Given text:
**********
The policy side has been one reason some students will be choosing the Environmental Science major over the Studies major. While she acknowledged that the policy side is important and that she wants to have it included in the Science major, sophomore Abbey Robillard said she wanted to focus more on the science side.
“It’s honestly just going to be something that I’m just more interested in and it’s something that I’m going to be able to be more passionate about,” she said.
The increased focus on science in the Environmental Science major opens up the Environmental Studies major to focus more on policy, according to Adelsberger. More importantly, it forces students to think about which track they want to go down when they declare their major, so that they do not get to their senior year and realize they should have been taking other classes to prepare for grad school.
“I think there’s a benefit to making them think about it ahead of time,” she said. “Because one of the problems with our major was that you declared Environmental Studies and then you never had to think about why, specifically. … There was no specificity to what do you want to do with this, and you didn’t have to think about that until you were thinking about jobs.”
The major will be available for students in the fall and they will be able to declare it without needing to change which catalog they want to graduate under.
“I think it’ll be good, for both sides – for students who might want to keep Studies, for people who might want to do Science. It will be more explicit, it will be clearer, they’ll have to make decisions that I think will be helpful,” Adelsberger said.
**********
To do:
#1 According to the passage on the Environmental Science major, when will students be able to declare the new major?
#2 Reproduce word for word everything in the passage on the Environmental Science major from "The major will" down to "to graduate under.".
The entries after the passage are separate material and unrelated to it.
**********
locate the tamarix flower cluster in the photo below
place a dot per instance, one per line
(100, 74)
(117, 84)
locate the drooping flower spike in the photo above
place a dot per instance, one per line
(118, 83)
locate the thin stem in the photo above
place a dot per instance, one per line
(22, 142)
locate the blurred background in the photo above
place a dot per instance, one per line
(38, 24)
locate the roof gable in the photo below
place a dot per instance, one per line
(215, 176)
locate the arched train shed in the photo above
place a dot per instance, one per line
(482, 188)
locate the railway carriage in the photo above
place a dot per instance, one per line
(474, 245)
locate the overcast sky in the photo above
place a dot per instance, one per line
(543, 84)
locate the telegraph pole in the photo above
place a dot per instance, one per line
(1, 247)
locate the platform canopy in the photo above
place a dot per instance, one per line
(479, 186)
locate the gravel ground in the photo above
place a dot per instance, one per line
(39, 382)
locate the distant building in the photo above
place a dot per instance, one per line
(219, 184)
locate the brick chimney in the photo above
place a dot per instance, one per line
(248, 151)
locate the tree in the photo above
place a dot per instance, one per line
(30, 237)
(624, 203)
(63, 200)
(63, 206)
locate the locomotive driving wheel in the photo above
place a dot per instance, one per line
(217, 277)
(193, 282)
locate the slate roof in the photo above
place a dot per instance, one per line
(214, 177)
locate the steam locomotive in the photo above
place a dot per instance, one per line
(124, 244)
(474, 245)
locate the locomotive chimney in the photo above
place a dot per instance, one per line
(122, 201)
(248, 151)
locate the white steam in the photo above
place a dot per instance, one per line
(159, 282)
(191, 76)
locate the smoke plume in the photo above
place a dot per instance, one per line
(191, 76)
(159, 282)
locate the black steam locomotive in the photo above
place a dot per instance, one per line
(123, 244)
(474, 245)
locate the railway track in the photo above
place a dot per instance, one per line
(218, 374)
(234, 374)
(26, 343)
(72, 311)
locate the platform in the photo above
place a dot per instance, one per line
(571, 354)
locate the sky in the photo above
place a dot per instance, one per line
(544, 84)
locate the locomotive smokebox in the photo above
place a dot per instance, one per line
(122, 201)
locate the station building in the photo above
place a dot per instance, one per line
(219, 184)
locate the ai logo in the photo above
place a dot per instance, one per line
**********
Task results:
#1 In the fall.

#2
The major will be available for students in the fall and they will be able to declare it without needing to change which catalog they want to graduate under.